Task to carry out:
The result should be the line with "Query: submerged rock" followed by every remaining line of the entries, each reproduced exactly, with nothing else.

Available data:
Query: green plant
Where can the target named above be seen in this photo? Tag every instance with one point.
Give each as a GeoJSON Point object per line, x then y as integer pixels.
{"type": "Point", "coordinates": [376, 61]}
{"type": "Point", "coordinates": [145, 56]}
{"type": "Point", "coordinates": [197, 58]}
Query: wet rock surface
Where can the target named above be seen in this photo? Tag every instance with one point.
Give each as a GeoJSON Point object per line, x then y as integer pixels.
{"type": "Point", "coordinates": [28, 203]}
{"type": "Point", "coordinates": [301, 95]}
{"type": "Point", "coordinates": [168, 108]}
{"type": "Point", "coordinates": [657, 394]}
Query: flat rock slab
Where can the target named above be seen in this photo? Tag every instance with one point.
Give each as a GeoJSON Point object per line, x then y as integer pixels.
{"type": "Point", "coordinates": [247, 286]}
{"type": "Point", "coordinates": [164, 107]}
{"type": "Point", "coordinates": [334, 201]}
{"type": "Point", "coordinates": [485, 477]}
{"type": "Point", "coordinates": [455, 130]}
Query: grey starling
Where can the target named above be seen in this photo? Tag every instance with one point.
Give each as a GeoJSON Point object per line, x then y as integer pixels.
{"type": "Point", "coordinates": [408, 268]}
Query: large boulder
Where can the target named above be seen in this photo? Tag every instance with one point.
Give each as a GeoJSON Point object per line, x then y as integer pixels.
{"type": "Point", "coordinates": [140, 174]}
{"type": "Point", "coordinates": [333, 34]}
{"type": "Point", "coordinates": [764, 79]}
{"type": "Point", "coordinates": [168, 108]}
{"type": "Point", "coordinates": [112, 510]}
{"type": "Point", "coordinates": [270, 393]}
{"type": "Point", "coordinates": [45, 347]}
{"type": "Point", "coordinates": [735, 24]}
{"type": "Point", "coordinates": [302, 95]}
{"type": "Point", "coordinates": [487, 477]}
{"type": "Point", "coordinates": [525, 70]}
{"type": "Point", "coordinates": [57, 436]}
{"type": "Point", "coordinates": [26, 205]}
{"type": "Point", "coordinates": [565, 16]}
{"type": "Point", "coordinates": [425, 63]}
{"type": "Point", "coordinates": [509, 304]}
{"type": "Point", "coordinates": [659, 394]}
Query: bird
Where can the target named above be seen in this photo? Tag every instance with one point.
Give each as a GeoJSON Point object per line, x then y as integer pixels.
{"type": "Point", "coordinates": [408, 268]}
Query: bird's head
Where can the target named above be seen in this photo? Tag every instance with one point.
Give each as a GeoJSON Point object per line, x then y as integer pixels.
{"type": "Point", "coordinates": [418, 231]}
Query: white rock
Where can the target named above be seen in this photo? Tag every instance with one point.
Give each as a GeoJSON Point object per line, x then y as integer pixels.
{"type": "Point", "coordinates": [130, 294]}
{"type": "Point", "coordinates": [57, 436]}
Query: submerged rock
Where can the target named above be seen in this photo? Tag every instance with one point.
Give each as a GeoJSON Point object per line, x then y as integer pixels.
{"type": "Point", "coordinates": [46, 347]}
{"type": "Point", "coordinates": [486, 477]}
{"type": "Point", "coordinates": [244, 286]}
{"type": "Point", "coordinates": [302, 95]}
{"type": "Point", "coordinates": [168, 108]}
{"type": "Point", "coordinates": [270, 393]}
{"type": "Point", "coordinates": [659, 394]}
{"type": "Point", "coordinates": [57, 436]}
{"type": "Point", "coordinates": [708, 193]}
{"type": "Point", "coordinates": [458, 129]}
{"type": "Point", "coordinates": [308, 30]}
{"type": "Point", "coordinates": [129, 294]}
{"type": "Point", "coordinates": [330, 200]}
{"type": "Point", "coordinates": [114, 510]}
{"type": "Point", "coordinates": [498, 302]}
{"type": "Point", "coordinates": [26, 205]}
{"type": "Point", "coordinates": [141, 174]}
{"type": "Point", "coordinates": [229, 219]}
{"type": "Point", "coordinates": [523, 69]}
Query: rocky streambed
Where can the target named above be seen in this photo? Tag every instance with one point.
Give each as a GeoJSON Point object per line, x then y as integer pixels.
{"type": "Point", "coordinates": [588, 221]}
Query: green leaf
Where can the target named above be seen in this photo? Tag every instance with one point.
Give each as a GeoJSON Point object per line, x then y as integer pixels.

Exercise result:
Query: submerged rock
Where can the target named above be seen in this photo? Tag every instance with one point.
Give each as a GeoJSON Point object per line, x then y as integer pixels.
{"type": "Point", "coordinates": [46, 347]}
{"type": "Point", "coordinates": [486, 477]}
{"type": "Point", "coordinates": [244, 286]}
{"type": "Point", "coordinates": [302, 95]}
{"type": "Point", "coordinates": [168, 108]}
{"type": "Point", "coordinates": [270, 393]}
{"type": "Point", "coordinates": [659, 394]}
{"type": "Point", "coordinates": [57, 436]}
{"type": "Point", "coordinates": [708, 193]}
{"type": "Point", "coordinates": [458, 129]}
{"type": "Point", "coordinates": [308, 30]}
{"type": "Point", "coordinates": [129, 294]}
{"type": "Point", "coordinates": [330, 200]}
{"type": "Point", "coordinates": [114, 510]}
{"type": "Point", "coordinates": [498, 302]}
{"type": "Point", "coordinates": [26, 205]}
{"type": "Point", "coordinates": [141, 174]}
{"type": "Point", "coordinates": [229, 219]}
{"type": "Point", "coordinates": [523, 69]}
Query: rocky streambed
Where can the target named above be seen in this photo? Tag every instance with one point.
Give each as a GeoJSON Point object per line, x then y as integer pixels.
{"type": "Point", "coordinates": [588, 221]}
Query: green leaf
Where can the target named above be seen in this photo? Tag every instance with one point.
Give each as a GeoJSON Point object per line, x then y as integer pixels.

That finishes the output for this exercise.